(Excerpts from a detection dataset)
____
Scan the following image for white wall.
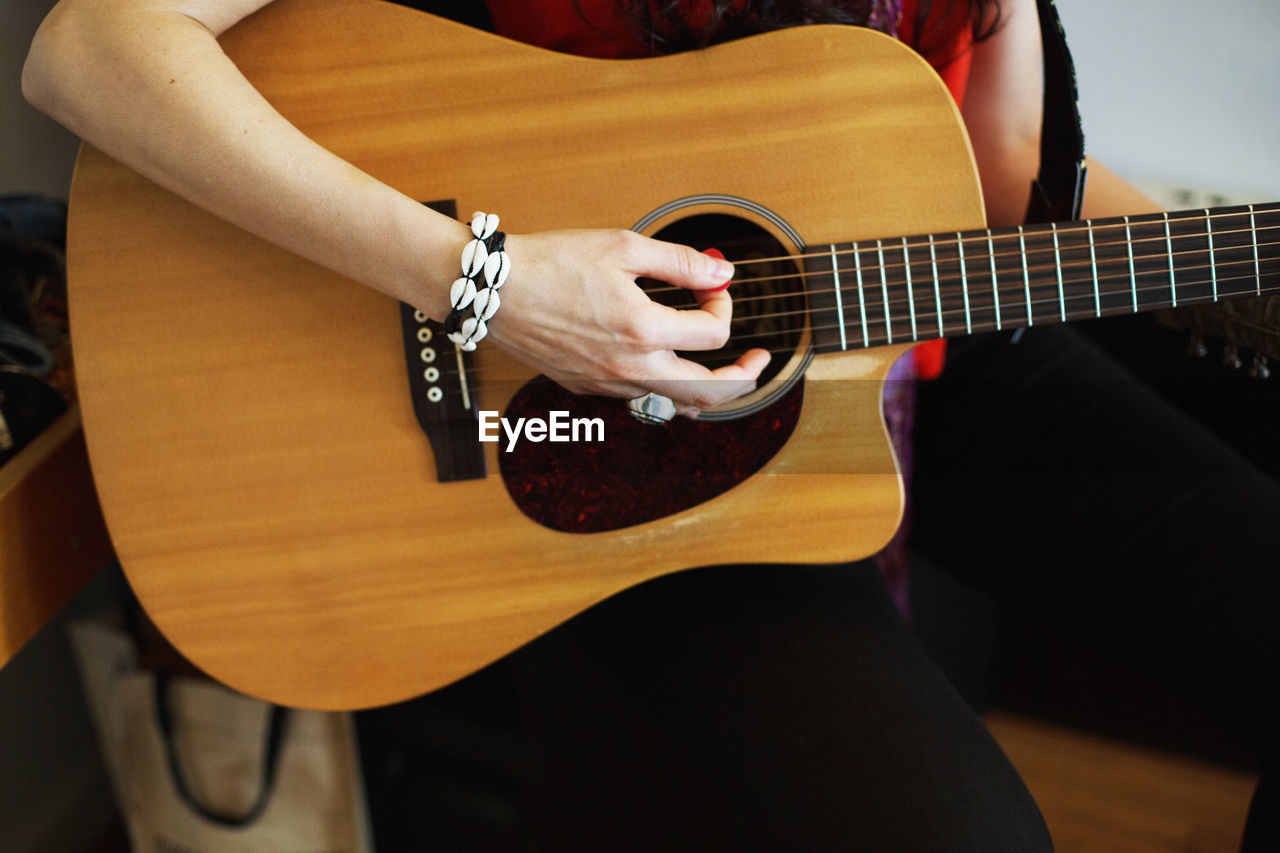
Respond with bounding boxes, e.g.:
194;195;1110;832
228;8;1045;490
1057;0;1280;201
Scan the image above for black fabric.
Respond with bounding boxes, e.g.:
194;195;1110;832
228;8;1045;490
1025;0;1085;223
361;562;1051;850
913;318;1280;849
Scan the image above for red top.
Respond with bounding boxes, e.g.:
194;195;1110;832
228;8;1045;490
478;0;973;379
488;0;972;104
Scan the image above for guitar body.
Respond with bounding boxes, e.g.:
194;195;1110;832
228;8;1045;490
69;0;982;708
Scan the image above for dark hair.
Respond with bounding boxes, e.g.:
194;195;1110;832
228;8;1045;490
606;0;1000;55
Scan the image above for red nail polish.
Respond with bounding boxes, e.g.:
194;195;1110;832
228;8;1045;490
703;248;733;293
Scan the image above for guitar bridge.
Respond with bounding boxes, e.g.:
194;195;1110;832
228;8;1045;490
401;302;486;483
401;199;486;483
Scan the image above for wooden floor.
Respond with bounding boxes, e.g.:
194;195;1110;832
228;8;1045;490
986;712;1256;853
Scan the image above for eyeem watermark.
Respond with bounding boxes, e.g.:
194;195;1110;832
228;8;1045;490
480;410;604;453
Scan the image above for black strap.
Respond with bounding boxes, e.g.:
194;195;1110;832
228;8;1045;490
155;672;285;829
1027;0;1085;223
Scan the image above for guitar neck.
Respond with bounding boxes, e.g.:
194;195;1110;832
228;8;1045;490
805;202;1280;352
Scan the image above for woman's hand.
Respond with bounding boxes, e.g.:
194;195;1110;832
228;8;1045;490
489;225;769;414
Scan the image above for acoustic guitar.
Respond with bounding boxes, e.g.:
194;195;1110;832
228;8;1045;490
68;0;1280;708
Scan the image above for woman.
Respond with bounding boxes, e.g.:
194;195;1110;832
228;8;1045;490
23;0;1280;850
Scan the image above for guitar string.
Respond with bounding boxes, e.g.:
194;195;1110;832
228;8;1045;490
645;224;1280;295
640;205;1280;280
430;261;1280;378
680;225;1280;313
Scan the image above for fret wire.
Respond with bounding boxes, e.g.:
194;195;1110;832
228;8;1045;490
____
• [GIVEN INSTRUCTION] Reproduce all of the data above, substituting "Reply" for every occurrence of "Respond" and keeping everything else the same. Omit the pictures from your reproduction.

• [EXERCISE ANSWER]
Scan the following image for white wall.
Reply with bounding boxes, e.g.:
194;195;1110;832
228;8;1045;490
1057;0;1280;201
Scan the image above for black fabric.
Reply with bounding boxes, e.g.:
194;195;1110;832
228;8;1045;490
1025;0;1085;223
361;562;1051;850
913;318;1280;849
Scan the image above for red top.
Reply with bounding boxes, e.g.:
194;195;1110;832
228;8;1045;490
478;0;973;379
488;0;972;104
Scan the image above for guitar body.
Reply with bounding boxes, e.g.:
194;195;1110;832
228;8;1045;490
69;0;982;708
Scan the image above for dark hair.
Reply with bounding boxes, e.g.:
194;195;1110;832
228;8;1045;490
606;0;1000;55
Scan the image above for red nail polish.
Reply with bounding boxes, e.g.:
194;195;1110;832
228;8;1045;490
703;248;733;293
Scan the image above for guitar bridge.
Reply with bounding boxes, e.g.:
194;195;1110;832
228;8;1045;490
401;302;486;483
401;199;486;483
Scan the image above for wooden floor.
Reply with bounding boxes, e.g.:
194;195;1110;832
228;8;1045;490
986;712;1256;853
Scan the image above for eyeem watermark.
Reply with bounding boxes, e.g.:
194;195;1110;832
228;8;1045;490
480;410;604;453
Scan the image above for black strap.
Reply with bounding boxes, e.g.:
194;195;1110;832
228;8;1045;490
155;672;285;829
1027;0;1085;223
Scan the image above for guitar neck.
Reply with bounding boxes, e.g.:
194;195;1110;832
228;8;1045;490
805;202;1280;352
Scan the image above for woman's hand.
Reply with bounding boxes, e.g.:
194;195;1110;832
228;8;1045;490
489;225;769;414
Scan the image above for acoustic guitar.
Reply with bounding boxes, e.g.:
194;195;1110;832
228;8;1045;490
68;0;1280;708
Scan the image above for woman.
Reply with bounding boxes, e.g.:
194;195;1110;832
228;8;1045;490
23;0;1280;850
Scan the image above for guitar string.
Reply with bounding boxes, e.g.:
194;195;1110;832
228;8;1045;490
645;224;1280;295
640;205;1280;280
430;261;1280;378
680;225;1280;313
Scan the image above for fret wire.
Reply with bounding boxes, e.g.:
194;195;1110;832
228;8;1045;490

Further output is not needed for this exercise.